Problem description :: An exact copy of every record is needed.

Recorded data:
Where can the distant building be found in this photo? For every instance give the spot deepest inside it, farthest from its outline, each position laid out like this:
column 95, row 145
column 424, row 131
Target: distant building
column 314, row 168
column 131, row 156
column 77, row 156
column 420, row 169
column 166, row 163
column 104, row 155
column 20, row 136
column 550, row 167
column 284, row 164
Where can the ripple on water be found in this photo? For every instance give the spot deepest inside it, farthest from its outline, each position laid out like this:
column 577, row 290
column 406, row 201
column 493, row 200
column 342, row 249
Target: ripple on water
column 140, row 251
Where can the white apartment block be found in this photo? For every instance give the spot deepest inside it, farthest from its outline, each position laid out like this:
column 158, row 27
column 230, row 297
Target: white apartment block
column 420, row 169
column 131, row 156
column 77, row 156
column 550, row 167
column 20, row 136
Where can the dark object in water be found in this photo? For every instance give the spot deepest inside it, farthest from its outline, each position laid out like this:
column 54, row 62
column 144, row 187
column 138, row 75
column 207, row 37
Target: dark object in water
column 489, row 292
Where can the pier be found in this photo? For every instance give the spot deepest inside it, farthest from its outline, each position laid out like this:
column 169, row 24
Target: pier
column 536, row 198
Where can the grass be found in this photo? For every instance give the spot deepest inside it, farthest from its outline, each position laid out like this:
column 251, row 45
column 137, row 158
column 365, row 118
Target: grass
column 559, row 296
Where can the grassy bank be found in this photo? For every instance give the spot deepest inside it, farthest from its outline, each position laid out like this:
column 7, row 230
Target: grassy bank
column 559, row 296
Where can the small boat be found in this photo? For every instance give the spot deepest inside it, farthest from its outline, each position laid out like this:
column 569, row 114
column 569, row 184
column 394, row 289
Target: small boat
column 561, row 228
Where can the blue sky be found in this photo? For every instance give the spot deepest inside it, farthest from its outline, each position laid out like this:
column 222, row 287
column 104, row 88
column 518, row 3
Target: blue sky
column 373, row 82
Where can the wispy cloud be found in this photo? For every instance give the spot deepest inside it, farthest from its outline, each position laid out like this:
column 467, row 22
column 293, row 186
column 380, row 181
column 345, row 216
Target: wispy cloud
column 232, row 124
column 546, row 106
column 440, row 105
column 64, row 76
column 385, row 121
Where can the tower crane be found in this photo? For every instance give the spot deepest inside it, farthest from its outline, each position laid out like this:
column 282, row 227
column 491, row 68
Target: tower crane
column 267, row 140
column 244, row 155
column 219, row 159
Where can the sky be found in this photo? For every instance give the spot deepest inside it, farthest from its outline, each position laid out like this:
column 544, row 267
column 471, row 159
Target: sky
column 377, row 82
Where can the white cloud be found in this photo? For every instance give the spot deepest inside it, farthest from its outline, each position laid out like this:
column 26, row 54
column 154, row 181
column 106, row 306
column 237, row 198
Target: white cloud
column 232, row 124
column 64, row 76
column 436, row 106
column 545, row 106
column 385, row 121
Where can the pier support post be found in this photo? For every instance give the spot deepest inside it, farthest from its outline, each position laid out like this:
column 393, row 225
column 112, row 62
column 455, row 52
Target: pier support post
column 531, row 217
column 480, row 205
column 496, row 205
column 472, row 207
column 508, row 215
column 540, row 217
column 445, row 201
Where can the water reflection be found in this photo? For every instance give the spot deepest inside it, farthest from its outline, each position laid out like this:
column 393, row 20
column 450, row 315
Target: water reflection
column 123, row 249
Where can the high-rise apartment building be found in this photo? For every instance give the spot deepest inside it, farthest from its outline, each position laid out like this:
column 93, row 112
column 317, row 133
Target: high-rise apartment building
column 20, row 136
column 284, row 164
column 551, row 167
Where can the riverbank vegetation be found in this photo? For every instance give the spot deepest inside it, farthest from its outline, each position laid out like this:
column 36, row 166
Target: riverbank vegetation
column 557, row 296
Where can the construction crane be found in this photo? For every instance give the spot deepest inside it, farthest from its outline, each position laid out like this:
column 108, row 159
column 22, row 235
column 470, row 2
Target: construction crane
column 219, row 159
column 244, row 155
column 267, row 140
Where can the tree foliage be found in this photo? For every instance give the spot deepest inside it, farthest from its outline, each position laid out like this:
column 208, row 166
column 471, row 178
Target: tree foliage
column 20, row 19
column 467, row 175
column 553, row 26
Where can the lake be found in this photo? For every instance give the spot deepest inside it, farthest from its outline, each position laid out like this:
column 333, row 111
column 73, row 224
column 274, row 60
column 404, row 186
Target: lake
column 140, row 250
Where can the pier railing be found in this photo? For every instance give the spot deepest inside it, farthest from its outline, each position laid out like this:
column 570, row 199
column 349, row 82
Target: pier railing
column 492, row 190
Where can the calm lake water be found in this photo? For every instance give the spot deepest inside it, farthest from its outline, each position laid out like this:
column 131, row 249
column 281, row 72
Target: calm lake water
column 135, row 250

Answer space ::
Where can the distant building be found in this photo? For every instance give the spot deepest inside it, farthest from its outline, each position laid out like this:
column 95, row 145
column 424, row 131
Target: distant building
column 314, row 168
column 131, row 156
column 77, row 156
column 420, row 169
column 166, row 163
column 104, row 155
column 20, row 136
column 550, row 167
column 284, row 164
Where can the ripple on water be found in this photo? For every instance give the spot deepest inside it, farthest from its outline, each position laid out like this:
column 577, row 290
column 406, row 201
column 493, row 200
column 342, row 249
Target: ripple on water
column 140, row 251
Where can the white apartment block be found in this photo? For every instance give the spot deepest inside it, farthest from its outline, each position laid out like this:
column 158, row 27
column 230, row 297
Target: white apartment block
column 420, row 169
column 131, row 156
column 77, row 156
column 550, row 167
column 20, row 136
Where can the dark object in water be found in this photo? For every instance give the spot deepest inside it, farthest from its outline, each position laid out like this:
column 54, row 62
column 144, row 187
column 138, row 75
column 207, row 37
Target: dark object in water
column 489, row 292
Where can the pier be found in this photo? For every instance give the spot deepest inside it, farthest from its outline, each position laid out like this:
column 169, row 24
Target: pier
column 536, row 198
Where can the grass be found in this photo? For every instance give the spot deepest inside it, farthest from its outline, each position laid out like this:
column 251, row 45
column 137, row 158
column 365, row 118
Target: grass
column 559, row 296
Where can the grassy bank be found in this photo? For every instance give the spot deepest inside it, farthest from its outline, each position laid out like this:
column 7, row 230
Target: grassy bank
column 559, row 296
Where can the small boat be found in this photo? For every instance give the spot deepest inside it, farthest from its outline, each position laid out like this:
column 569, row 114
column 569, row 184
column 394, row 289
Target: small boat
column 561, row 228
Where can the blue sky be found in this photo? For every instance give the spot deepest inside it, farthest from its outline, each position laid out like this:
column 222, row 287
column 104, row 88
column 518, row 3
Target: blue sky
column 373, row 82
Where can the wispy cloud be found in this photo? For every instance give the spot deepest inside it, farthest from its outline, each position laid out like this:
column 467, row 22
column 293, row 186
column 380, row 181
column 345, row 216
Target: wispy cloud
column 232, row 124
column 546, row 106
column 440, row 105
column 64, row 76
column 385, row 121
Where can the tower crane be found in this photo? For every instance give the spot deepest inside it, farthest from its outline, each position laid out like this:
column 282, row 227
column 491, row 68
Target: tower crane
column 267, row 140
column 244, row 155
column 219, row 159
Where can the sky be found in this photo? For every instance give the spot deepest inside it, farthest from its outline, each position laid out like this:
column 544, row 267
column 471, row 159
Target: sky
column 377, row 82
Where can the white cloud be found in this photo? For every instance give the spot deepest inside it, farthest from its outline, each position laid out like this:
column 26, row 54
column 154, row 181
column 106, row 306
column 237, row 198
Target: white cloud
column 232, row 124
column 64, row 76
column 436, row 106
column 545, row 106
column 385, row 121
Where can the pier support post be found in this photo? For every instance give the spot deepest inside it, farthest from its outline, each position laid out like this:
column 393, row 225
column 112, row 62
column 455, row 52
Target: pier support post
column 531, row 217
column 480, row 205
column 496, row 205
column 472, row 207
column 508, row 215
column 540, row 217
column 445, row 201
Where can the water reflection be found in this photo? For every instance give the spot deepest inside it, farthest from its outline, each position laid out like this:
column 393, row 20
column 450, row 315
Target: water reflection
column 123, row 249
Where can the high-rise apartment building be found in this photo? For every instance give the spot deepest inside it, farthest from its outline, each position laid out like this:
column 93, row 112
column 317, row 133
Target: high-rise apartment building
column 20, row 136
column 284, row 164
column 551, row 167
Where can the riverbank vegetation be found in this photo? For every instance give the spot deepest inside it, farthest from its outline, each position laid out like this:
column 36, row 166
Target: riverbank vegetation
column 557, row 296
Where can the construction crane be found in this photo? For every instance give the spot deepest inside it, farthest from its outline, each position laid out like this:
column 108, row 159
column 22, row 235
column 470, row 2
Target: construction crane
column 219, row 159
column 244, row 155
column 267, row 140
Where can the tree foliage be found in this photo? For every instance give the spot deepest inside it, farthest from its outline, each position laid out like this:
column 208, row 166
column 471, row 178
Target: tree foliage
column 20, row 19
column 467, row 175
column 553, row 26
Where can the lake be found in this photo? For every instance give the spot deepest inside it, farthest from its outline, each position laid out like this:
column 333, row 111
column 73, row 224
column 274, row 60
column 404, row 186
Target: lake
column 140, row 250
Where can the pier railing be found in this photo? For every instance give the spot deepest inside it, farthest from its outline, each position laid out like this:
column 570, row 199
column 349, row 82
Target: pier railing
column 492, row 190
Where can the calm lake water be found in this photo? For every instance give the spot deepest inside it, farthest from its outline, each position laid out like this:
column 131, row 249
column 281, row 72
Target: calm lake water
column 135, row 250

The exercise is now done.